Excerpts of location labeling data:
▽

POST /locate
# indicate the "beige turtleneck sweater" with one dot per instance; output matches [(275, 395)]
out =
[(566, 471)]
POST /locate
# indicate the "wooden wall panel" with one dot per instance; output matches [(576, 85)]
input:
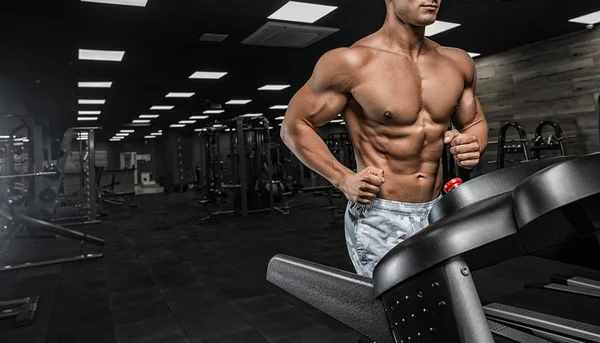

△

WORK REQUIRED >> Copy every line of the listing above word for word, but omit the pictures.

EXERCISE RESPONSE >>
POST /locate
# indicate the "beige turtleneck sweater" with one dot per instance; output matches [(275, 395)]
out =
[(566, 471)]
POST /locate
# indicate the "wooden wall panel" with one dot per instance; output matches [(576, 85)]
input:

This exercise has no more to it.